> **Exercise task**: Count the lines in the records that contain the string "island", matching case exactly, and give only that number.

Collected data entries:
* Start *

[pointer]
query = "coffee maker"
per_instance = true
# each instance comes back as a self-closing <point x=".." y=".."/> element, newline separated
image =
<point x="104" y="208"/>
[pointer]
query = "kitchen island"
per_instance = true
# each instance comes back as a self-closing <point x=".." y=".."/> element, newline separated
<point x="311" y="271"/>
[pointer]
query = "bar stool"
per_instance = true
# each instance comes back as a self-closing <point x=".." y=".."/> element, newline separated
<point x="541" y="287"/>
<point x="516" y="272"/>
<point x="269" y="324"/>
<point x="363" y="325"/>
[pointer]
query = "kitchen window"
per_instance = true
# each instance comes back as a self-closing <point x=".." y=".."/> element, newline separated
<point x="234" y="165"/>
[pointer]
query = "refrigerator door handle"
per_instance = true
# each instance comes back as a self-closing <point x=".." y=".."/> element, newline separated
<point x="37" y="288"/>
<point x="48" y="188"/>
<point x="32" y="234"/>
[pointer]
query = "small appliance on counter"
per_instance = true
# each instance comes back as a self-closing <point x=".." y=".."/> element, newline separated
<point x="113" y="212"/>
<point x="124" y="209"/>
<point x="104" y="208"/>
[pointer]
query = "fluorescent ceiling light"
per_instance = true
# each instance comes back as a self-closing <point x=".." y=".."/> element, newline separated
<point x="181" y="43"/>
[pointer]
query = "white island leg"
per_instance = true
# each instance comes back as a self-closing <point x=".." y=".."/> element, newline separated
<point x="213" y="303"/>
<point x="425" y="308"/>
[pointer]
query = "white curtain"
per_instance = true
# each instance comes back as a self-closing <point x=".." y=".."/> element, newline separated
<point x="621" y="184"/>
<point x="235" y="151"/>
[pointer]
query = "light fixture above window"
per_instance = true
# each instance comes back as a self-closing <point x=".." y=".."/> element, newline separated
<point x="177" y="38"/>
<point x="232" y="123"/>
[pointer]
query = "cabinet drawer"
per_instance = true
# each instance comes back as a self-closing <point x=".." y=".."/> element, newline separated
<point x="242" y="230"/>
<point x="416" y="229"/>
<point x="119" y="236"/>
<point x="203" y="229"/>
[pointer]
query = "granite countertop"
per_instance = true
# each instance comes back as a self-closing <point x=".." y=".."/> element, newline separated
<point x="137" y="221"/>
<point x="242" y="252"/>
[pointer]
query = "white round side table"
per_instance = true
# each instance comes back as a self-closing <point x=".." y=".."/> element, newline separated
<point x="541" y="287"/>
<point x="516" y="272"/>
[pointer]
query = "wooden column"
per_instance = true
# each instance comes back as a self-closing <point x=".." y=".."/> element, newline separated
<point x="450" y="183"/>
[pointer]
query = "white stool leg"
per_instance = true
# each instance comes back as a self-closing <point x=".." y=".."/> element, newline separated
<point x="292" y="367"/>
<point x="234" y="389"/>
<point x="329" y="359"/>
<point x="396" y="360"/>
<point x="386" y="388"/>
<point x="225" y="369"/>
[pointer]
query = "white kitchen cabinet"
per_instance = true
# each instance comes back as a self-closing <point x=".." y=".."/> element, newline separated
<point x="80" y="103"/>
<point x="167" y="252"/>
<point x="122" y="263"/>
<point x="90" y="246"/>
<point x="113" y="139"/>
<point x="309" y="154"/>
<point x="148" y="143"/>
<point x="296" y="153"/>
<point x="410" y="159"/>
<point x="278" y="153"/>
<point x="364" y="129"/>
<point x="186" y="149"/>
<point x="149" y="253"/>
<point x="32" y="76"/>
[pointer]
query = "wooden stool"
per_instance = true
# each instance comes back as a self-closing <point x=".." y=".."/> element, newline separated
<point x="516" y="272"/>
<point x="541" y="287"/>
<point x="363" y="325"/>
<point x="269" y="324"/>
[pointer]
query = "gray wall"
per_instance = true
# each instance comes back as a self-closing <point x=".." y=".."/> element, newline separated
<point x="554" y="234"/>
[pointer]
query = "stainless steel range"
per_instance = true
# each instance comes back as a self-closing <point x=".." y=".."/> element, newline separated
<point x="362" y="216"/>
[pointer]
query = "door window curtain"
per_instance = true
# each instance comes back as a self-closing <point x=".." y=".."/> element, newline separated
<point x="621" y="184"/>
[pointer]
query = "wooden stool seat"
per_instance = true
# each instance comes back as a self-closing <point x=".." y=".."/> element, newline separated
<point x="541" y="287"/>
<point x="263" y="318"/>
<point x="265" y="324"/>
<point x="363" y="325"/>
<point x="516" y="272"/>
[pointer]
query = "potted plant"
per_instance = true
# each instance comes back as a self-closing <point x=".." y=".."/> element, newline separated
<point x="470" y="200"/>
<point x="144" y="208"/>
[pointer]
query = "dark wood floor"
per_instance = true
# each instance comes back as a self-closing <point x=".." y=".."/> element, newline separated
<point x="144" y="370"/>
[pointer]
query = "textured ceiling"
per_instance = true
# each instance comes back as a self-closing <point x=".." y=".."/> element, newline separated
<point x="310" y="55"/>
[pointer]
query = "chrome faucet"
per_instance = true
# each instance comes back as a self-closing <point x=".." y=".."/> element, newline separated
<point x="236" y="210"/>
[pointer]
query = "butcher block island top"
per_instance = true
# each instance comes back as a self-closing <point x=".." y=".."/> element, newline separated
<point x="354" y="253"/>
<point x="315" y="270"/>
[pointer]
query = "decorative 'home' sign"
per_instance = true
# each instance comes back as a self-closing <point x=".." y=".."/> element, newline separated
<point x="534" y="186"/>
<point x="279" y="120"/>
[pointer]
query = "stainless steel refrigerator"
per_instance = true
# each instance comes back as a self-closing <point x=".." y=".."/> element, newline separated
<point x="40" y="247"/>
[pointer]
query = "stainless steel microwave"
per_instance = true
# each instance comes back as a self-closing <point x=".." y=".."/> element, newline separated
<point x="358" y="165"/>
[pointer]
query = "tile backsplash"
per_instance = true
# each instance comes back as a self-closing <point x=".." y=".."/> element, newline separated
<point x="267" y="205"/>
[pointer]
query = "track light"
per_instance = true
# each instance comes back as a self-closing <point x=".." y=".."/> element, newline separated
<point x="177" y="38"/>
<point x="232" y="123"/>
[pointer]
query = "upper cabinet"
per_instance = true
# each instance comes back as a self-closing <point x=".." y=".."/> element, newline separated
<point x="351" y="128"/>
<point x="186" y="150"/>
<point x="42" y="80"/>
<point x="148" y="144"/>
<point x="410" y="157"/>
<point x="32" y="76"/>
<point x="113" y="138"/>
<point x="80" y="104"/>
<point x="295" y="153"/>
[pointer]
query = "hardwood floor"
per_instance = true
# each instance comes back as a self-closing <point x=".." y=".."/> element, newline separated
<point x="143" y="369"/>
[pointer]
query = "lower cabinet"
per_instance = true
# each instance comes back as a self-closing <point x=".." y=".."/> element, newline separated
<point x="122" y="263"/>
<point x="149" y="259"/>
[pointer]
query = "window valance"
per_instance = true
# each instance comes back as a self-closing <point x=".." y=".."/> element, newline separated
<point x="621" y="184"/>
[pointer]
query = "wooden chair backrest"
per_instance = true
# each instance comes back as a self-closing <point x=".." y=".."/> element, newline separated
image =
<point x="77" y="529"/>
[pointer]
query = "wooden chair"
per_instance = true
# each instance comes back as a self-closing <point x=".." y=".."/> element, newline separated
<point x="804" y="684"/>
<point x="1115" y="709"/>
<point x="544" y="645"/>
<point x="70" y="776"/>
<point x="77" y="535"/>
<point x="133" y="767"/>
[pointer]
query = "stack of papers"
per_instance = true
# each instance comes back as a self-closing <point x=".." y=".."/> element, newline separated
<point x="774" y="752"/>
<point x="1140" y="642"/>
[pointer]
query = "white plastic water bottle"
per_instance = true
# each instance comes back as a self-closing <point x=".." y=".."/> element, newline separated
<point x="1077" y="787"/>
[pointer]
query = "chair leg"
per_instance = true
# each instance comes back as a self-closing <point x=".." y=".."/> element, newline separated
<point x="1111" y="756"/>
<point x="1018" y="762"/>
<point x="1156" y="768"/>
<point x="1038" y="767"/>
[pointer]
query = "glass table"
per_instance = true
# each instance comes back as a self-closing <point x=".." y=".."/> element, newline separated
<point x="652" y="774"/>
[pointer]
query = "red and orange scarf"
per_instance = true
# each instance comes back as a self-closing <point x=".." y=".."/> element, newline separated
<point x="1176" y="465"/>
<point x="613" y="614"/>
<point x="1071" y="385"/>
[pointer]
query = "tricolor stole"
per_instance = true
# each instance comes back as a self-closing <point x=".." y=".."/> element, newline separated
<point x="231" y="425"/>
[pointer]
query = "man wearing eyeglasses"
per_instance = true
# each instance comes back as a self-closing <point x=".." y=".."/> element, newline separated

* End *

> **Final answer**: 3